WORK INSTRUCTIONS:
#1 Using the strawberry-breeding text below, decide whether each statement agrees with it. Answer yes or no for each, and quote the words from the text that settle it.
(a) The UC Davis strawberry program is a mix of public and private plant breeding.
(b) Jim Hancock is a berry breeder at the University of California, Davis.
(c) Hancock calls the UC Davis strawberry breeders the most restrictive of the public breeders.
#2 Answer these questions from the strawberry-breeding text below.
(a) Which companies are named as examples of private plant-breeding efforts?
(b) What does the term "germplasm" mean, according to the text?
(c) What was the subject of the report published the day before?

TEXT BLOCK:

Yesterday, we reported on a legal tussle over control of the country's top center of strawberry breeding, at the University of California, Davis. But there's a backstory to that battle. It involves the peculiar nature of the UC Davis strawberry program.

Basically, in the world of plant breeding, there are public programs at universities, there are private efforts at companies like DuPont or Monsanto. And then there's the UC Davis strawberry program, an ungainly hybrid of those two worlds.

Public breeders have traditionally made their work freely available to the public, and to each other. "We're a pretty family-type group," says Jim Hancock, a berry breeder at Michigan State University. "We like to work together. We like to share germplasm [the technical term for seeds or plant samples.] It's kind of in our genes, if you will."

Not the UC Davis strawberry breeders. Among public breeders "they are by far the most restrictive. No question. Hands down," says Hancock. "Not only will they not share material with you, they don't think you should use any of their varieties, which you can buy, in your breeding program."

Data extracted from a collection:
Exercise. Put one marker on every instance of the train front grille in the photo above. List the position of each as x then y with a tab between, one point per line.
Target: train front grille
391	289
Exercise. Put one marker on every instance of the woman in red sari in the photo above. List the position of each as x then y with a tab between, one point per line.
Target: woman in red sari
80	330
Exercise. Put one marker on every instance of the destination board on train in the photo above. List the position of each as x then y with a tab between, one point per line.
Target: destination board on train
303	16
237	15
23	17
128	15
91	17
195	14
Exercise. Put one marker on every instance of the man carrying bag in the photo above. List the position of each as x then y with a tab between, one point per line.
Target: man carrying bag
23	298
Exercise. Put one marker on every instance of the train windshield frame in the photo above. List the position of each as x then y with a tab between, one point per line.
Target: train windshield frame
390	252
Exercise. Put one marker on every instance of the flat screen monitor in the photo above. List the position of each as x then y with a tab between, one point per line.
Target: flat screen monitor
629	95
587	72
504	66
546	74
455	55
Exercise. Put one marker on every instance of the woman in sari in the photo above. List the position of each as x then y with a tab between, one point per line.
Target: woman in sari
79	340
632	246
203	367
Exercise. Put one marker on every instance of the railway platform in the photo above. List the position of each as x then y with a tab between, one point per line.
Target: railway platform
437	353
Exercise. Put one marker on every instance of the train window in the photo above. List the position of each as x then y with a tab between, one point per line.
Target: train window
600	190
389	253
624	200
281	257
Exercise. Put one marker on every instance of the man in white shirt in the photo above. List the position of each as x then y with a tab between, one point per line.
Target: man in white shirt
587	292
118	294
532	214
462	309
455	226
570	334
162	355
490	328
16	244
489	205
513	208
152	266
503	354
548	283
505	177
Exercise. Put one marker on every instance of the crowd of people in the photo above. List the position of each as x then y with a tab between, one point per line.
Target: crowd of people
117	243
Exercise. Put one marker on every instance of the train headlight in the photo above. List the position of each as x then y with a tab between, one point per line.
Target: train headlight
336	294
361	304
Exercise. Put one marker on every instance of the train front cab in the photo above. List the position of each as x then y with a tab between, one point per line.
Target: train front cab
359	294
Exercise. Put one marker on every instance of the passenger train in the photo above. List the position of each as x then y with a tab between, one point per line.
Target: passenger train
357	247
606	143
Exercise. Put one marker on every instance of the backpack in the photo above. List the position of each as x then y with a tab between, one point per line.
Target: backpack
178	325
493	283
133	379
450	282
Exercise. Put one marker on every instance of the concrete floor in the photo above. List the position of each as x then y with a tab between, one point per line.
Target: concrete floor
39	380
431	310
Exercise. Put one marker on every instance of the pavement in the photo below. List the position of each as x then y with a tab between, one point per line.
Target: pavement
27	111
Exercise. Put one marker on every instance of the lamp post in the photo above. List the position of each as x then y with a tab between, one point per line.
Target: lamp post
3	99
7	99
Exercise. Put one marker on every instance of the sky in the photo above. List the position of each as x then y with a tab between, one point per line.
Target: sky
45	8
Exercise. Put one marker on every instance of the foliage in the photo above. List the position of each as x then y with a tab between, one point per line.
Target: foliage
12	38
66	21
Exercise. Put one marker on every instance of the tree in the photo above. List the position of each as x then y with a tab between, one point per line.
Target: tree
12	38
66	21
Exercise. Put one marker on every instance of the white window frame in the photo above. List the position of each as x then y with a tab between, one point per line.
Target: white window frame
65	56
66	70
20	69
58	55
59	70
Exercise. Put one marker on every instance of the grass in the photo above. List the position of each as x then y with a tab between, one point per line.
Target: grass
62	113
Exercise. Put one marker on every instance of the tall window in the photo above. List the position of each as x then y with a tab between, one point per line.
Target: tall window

ANSWERS BY ITEM NUMBER:
#1
(a) Yes: "an ungainly hybrid of those two worlds"
(b) No: "a berry breeder at Michigan State University"
(c) Yes: "they are by far the most restrictive"

#2
(a) DuPont and Monsanto.
(b) Seeds or plant samples.
(c) A legal tussle over control of the country's top center of strawberry breeding, at the University of California, Davis.